▶ [PROVIDED PASSAGE]:
= = =

Monday, July 5, 2010

For Hope and Those Without

My scars are scabbing and they are annoyingly itchy.

It's so fun to be evil and so sad to be one at the same time.


I have to say, last night I just had a Revelation. I missed almost one week and counting of school that I tried to remember what is it I miss about it. School, you know. I thought about it and remembered, the most I thought about of school is studying. Well, that'll be normal, but then of course everyday I go to school the most dillema I - fashion wise - is the big question of: WHAT WILL I DO WHEN MY SHOES ARE UNTIED IN THE MIDDLE OF THE ROAD? and that's about it.

The mental path of one as silly as me, from missing school to fashion disasters. I could hardly call it that, cause personally, I feel it's not what normal teenagers would nominate as fashion disasters. Really, I see them, at school, everyday, those people who wears make up, wears high heels, hairs done you'd think it was saloned. I don't particularly hate them. It's just their 'way of life' is ---difficult. For me, that is. And especially if people force me to it. I still get nightmares from that *doll shoes* event.

After that rant, I'm really glad to say that I'm getting well soon. Very soon. I'm listening to My Chemical Romanance, Linkin Park, and various other J-rock/J-pop. My mood is lifting up. I also read the Defense Devil newest chapter, LOL, is it really surprising that the two main character's Fight to the Death was a battle of Rock-Paper-Scissors???

O, btw, the title refers to my friend, yeah, that one. She's awfully stubborn and annoyingly cute. We don't know what to do with her. She's impossible. She's the type to lecture everyone and then does everything the opposite of what she advices people. Hell, it's like when you talk to her your conversation goes round and round. In order for you to see her point and for her to see your point, blood must be shed, i think. I hope it doesn't lead to such violence, our conversations are fun and witty at the most but-it's just so hard when serious things are considered. It feels like falling in Alice's rabbit hole down, down down to Wonderland.

= = =

▶ [EXERCISE OBJECTIVE]:
According to the blog post, why are conversations with the friend mentioned at the end so hard? Answer in one to three sentences.

= = =

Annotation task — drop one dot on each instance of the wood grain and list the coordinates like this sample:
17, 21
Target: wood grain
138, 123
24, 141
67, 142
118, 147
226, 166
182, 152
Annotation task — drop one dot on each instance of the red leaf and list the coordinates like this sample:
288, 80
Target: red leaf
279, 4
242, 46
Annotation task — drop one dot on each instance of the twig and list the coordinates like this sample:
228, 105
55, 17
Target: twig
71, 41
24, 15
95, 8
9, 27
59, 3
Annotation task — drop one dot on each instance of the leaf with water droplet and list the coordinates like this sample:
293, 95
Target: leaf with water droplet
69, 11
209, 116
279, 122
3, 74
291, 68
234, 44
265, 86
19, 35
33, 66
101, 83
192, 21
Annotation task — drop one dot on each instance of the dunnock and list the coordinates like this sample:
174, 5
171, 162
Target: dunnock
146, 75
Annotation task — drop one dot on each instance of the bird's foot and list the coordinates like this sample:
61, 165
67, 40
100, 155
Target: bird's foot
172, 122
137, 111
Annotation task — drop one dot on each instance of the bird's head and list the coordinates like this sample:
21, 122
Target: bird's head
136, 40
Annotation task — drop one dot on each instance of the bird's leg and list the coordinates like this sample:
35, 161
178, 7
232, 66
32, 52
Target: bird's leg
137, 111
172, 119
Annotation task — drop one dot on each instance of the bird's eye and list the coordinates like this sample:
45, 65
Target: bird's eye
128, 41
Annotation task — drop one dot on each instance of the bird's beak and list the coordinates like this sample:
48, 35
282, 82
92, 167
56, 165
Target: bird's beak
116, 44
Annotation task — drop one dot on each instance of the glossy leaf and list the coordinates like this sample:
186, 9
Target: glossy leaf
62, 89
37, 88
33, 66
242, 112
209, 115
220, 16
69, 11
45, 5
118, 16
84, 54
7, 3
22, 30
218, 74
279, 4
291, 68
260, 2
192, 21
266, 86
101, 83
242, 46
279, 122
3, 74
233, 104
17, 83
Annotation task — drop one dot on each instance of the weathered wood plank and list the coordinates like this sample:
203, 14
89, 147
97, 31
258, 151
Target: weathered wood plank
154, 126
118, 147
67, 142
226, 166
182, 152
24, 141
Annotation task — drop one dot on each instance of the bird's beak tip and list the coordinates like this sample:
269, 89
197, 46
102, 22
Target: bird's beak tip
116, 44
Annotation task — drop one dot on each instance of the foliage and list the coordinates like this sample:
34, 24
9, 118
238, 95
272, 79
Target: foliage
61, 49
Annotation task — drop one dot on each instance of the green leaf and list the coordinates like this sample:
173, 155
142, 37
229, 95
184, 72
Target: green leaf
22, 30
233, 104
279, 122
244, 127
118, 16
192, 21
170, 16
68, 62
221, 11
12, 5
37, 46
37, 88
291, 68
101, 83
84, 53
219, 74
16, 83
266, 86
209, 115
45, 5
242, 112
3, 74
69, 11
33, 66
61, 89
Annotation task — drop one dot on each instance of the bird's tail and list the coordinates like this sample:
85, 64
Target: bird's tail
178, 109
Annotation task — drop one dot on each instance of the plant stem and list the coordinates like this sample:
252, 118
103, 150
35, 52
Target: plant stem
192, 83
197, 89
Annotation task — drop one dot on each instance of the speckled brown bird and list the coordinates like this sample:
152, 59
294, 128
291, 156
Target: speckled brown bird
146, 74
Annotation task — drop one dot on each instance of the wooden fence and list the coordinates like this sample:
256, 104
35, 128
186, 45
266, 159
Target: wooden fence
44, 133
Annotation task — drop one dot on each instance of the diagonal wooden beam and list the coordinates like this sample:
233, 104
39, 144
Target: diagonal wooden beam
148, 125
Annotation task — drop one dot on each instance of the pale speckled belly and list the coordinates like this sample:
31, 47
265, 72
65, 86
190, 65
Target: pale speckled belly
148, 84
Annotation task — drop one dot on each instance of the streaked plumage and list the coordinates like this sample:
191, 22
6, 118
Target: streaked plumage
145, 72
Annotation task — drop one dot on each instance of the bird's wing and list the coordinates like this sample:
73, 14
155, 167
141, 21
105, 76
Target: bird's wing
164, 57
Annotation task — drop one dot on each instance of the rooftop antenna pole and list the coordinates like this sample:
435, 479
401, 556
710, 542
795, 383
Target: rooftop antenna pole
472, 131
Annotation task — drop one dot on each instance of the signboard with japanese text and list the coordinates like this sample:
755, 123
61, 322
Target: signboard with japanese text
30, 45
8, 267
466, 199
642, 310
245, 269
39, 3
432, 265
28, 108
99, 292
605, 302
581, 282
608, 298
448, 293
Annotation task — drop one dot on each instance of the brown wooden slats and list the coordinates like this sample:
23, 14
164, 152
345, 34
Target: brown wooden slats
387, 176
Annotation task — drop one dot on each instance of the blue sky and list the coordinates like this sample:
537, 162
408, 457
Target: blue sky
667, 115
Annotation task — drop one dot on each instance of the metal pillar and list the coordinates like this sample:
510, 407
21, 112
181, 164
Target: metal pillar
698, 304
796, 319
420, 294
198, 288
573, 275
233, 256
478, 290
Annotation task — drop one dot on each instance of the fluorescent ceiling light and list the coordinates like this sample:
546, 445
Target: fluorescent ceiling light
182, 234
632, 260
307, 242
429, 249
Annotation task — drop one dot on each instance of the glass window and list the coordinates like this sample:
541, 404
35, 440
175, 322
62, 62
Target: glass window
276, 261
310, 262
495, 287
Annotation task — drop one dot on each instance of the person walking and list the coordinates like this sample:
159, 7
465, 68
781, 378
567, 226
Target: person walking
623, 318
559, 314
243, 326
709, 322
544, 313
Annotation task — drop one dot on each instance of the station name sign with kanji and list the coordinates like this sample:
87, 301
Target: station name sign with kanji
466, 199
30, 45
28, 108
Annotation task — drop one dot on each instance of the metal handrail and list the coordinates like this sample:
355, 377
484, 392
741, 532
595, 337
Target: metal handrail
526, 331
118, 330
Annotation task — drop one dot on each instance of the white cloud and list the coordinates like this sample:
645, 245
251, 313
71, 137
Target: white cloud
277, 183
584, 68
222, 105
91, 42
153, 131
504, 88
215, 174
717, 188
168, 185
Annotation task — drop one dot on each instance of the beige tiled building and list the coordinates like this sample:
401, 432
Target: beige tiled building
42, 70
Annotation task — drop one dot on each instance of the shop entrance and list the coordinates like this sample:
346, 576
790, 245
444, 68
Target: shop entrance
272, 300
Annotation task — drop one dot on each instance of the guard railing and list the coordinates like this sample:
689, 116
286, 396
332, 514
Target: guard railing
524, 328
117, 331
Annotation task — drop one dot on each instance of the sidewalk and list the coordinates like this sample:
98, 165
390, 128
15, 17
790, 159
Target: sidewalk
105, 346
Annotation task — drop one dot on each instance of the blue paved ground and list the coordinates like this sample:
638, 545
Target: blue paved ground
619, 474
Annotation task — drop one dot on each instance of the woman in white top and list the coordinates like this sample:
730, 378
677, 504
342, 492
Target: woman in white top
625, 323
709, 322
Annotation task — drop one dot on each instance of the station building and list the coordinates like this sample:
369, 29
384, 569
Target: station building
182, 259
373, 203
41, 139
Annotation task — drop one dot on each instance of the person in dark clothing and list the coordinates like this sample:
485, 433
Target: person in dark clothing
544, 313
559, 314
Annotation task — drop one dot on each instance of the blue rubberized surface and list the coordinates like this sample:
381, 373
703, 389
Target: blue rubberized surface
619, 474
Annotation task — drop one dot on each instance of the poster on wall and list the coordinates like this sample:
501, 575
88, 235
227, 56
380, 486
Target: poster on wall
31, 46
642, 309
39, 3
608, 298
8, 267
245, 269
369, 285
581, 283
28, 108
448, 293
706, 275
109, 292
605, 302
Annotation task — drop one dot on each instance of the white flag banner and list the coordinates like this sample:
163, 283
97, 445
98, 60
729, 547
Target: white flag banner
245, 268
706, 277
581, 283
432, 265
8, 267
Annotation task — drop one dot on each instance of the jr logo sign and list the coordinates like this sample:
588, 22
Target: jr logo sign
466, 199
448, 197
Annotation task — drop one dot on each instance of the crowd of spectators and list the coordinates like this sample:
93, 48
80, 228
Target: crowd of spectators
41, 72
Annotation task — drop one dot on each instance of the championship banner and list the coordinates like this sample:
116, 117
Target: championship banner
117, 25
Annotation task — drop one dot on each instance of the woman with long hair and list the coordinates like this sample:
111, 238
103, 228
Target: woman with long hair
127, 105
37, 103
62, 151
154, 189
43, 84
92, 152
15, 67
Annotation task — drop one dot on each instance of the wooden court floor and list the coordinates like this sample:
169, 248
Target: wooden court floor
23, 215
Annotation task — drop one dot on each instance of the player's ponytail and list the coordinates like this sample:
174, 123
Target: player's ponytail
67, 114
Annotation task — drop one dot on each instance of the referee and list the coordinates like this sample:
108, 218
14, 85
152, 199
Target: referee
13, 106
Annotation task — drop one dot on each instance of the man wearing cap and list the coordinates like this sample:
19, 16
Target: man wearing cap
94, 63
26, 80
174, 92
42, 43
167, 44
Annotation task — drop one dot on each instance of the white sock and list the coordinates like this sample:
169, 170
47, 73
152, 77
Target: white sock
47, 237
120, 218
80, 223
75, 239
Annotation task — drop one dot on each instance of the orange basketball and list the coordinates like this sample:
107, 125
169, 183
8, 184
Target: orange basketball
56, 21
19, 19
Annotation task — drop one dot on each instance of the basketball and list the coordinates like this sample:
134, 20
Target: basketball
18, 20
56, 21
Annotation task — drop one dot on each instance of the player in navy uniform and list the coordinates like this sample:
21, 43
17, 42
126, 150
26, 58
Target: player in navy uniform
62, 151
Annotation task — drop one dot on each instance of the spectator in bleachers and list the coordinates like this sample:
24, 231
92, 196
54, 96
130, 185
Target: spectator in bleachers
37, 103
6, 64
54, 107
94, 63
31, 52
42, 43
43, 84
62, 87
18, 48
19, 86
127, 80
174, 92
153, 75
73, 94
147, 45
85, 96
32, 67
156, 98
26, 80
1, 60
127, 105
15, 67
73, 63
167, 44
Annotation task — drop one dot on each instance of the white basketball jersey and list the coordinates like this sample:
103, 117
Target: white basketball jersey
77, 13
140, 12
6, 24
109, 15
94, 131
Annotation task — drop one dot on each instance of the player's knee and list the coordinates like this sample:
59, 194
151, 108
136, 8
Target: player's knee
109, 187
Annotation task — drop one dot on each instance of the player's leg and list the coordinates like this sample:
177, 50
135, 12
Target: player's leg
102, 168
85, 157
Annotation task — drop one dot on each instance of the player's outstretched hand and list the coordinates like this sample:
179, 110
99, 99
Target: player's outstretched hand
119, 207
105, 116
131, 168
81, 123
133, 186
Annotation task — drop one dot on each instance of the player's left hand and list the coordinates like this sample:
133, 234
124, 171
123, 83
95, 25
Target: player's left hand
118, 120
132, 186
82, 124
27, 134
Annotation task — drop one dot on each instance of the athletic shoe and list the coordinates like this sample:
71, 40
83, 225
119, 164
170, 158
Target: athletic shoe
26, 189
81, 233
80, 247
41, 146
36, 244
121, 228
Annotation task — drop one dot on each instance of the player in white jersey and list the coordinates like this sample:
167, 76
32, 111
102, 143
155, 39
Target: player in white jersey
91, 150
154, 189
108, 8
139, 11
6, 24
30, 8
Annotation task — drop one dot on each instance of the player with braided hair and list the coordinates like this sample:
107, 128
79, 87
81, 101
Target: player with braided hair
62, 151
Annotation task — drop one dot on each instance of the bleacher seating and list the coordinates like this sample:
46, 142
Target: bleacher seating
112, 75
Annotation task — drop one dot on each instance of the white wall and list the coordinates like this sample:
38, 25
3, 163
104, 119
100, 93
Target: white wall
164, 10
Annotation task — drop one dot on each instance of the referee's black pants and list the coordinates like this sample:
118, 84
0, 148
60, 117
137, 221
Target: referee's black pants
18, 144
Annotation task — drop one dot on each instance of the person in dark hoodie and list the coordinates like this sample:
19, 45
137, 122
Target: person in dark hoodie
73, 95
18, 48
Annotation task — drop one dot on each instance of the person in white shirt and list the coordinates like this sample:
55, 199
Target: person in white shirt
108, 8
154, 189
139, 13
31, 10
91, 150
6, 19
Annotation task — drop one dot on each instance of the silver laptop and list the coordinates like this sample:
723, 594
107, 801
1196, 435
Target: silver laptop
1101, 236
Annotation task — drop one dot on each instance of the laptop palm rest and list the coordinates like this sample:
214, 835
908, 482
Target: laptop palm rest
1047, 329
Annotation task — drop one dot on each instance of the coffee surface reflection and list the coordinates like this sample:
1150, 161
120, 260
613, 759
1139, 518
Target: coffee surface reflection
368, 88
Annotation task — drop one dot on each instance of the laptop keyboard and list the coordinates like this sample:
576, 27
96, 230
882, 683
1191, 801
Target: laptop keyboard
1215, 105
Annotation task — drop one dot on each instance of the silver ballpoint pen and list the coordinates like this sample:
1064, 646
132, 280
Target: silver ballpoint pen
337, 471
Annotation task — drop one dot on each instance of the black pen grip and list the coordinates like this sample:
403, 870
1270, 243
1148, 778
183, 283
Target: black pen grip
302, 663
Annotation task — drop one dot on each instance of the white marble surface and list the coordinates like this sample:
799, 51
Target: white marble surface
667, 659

= = =

▶ [EXERCISE RESPONSE]:
The friend is stubborn and "impossible": she lectures everyone, then does the opposite of what she advises, so talking with her goes round and round. The writer says their talks are usually fun and witty but become especially hard when serious things come up.